Dataset excerpts

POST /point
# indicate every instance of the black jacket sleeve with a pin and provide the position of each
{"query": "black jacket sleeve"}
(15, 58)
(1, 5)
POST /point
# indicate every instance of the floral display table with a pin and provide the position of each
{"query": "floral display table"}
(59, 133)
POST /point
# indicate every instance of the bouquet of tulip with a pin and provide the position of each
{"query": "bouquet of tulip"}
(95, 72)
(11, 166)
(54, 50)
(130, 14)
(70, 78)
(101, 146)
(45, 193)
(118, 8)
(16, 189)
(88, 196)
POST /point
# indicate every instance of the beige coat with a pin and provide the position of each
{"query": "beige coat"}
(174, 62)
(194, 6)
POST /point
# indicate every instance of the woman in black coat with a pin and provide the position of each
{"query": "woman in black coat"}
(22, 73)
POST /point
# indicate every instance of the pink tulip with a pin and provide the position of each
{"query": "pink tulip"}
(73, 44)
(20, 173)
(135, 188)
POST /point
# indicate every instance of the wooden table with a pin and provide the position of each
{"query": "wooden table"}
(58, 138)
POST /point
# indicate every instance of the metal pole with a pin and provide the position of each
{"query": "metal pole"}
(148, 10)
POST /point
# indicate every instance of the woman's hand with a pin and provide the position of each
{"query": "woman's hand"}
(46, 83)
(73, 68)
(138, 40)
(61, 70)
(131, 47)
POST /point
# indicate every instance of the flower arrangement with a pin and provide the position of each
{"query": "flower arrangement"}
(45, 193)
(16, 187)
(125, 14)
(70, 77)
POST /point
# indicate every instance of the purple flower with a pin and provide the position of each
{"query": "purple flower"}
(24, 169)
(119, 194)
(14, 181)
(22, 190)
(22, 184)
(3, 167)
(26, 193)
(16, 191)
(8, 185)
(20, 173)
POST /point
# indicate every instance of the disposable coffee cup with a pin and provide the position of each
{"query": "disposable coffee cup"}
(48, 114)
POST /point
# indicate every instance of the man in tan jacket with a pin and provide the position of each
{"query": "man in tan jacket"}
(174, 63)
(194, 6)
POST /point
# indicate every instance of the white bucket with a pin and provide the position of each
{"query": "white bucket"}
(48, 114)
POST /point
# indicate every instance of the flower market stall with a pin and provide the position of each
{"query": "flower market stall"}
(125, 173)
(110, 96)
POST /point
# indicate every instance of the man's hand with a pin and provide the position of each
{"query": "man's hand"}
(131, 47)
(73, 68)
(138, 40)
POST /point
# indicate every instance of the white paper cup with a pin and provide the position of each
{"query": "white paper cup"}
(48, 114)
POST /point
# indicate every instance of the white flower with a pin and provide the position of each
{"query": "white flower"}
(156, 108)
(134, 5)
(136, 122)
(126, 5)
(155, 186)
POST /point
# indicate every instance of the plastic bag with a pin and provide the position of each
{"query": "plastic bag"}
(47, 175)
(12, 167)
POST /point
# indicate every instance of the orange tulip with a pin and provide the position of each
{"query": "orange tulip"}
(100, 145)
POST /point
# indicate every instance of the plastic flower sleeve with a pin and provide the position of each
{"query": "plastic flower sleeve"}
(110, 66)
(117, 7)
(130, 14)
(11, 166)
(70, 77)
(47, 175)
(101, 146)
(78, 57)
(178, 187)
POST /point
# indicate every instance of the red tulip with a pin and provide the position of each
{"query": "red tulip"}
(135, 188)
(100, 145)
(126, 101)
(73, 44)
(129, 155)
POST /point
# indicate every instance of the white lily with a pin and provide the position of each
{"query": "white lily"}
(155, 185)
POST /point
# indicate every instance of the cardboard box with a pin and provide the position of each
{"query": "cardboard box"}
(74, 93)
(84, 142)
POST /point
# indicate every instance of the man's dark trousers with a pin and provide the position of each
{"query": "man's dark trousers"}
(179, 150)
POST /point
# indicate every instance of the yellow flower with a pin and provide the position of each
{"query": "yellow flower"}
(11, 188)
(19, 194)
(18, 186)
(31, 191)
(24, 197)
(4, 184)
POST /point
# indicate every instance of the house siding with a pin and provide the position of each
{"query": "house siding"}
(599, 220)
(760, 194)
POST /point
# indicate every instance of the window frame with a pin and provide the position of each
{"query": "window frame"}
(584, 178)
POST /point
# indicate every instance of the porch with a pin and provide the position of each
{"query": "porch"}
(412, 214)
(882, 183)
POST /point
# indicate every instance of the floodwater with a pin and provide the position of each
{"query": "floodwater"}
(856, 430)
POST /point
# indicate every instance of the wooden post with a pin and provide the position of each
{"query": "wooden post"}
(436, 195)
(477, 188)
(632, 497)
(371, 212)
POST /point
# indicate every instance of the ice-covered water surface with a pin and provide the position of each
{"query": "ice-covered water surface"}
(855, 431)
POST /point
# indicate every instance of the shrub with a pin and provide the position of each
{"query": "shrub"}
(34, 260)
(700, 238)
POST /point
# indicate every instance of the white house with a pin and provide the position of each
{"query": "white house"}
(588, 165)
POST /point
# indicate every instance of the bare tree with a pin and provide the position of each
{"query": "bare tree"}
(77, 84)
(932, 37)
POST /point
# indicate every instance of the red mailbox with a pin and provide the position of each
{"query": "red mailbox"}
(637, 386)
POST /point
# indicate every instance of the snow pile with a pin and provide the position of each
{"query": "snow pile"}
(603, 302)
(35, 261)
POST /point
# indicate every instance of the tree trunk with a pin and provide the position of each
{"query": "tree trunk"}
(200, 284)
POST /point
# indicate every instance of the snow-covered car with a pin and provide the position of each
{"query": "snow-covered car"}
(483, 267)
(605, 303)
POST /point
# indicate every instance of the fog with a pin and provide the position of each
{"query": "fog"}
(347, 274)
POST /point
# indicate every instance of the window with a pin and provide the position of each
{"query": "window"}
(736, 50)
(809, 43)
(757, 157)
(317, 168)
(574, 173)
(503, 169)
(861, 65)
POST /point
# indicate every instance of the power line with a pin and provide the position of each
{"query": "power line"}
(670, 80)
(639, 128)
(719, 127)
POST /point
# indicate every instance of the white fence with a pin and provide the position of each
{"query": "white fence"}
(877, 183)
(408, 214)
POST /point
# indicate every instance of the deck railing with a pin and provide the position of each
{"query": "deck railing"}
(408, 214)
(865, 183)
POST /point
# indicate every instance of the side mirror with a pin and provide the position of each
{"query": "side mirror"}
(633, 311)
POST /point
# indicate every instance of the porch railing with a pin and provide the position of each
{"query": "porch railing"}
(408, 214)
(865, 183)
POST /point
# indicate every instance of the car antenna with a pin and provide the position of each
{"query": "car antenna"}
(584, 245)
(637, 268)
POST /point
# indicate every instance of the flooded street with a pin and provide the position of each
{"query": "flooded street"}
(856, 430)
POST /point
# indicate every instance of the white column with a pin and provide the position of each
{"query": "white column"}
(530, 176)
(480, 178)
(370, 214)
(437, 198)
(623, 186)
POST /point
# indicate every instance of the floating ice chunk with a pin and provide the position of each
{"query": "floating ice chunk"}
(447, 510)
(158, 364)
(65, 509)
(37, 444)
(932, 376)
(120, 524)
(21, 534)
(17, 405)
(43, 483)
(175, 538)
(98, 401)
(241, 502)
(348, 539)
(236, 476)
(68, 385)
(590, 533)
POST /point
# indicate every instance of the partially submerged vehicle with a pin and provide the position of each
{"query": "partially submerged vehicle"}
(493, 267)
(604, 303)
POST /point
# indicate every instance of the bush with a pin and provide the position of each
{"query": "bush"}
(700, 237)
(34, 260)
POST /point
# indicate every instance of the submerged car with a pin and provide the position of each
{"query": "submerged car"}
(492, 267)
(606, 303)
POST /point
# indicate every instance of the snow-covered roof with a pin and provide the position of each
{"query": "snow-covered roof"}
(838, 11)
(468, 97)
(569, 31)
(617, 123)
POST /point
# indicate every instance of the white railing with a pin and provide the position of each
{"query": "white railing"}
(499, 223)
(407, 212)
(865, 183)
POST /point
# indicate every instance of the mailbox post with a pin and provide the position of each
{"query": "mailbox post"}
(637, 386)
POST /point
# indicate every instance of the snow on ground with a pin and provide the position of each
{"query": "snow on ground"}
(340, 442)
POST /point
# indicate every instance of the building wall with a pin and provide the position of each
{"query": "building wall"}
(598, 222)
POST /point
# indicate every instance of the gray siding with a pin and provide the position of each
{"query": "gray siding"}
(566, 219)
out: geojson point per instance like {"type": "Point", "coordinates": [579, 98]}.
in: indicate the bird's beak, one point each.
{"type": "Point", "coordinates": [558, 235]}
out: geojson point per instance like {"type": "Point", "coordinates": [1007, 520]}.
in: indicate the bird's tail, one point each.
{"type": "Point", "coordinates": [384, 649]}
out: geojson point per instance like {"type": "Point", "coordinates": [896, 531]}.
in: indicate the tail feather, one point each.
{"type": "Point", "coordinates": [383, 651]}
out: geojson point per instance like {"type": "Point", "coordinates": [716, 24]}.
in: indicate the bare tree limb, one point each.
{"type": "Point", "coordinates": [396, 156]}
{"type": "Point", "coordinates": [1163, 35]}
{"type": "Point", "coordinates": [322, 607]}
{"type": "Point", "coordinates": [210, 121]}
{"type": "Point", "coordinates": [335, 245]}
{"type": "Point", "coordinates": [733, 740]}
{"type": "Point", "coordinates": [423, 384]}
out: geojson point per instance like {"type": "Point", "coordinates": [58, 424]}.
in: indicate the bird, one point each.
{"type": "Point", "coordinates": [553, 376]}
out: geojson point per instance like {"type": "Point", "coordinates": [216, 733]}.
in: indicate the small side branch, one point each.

Work to complete
Would you retype the lines above from the one with "# indicate every instance of the cardboard" down to the one with "# indicate every instance of the floodwater", word for word, both ends included and no other lines?

Reply
# indicate every instance of the cardboard box with a pin and provide the position of each
{"query": "cardboard box"}
(74, 93)
(84, 142)
POST /point
# indicate every instance of the man's dark trousers with a pin and provide the position of each
{"query": "man's dark trousers"}
(179, 150)
POST /point
# indicate every instance of the yellow flower with a pin and provide the position of each
{"query": "yellow flower"}
(11, 188)
(19, 194)
(18, 186)
(31, 191)
(24, 197)
(4, 184)
POST /point
# indicate every instance of the house siding with a pin and provide the position of each
{"query": "house siding"}
(599, 220)
(760, 194)
POST /point
# indicate every instance of the window frame with a pin and provide the position of each
{"query": "window frame"}
(584, 178)
POST /point
# indicate every instance of the porch with a pin and provide the position of each
{"query": "porch"}
(412, 214)
(882, 183)
POST /point
# indicate every instance of the floodwater with a pin and provide the position of each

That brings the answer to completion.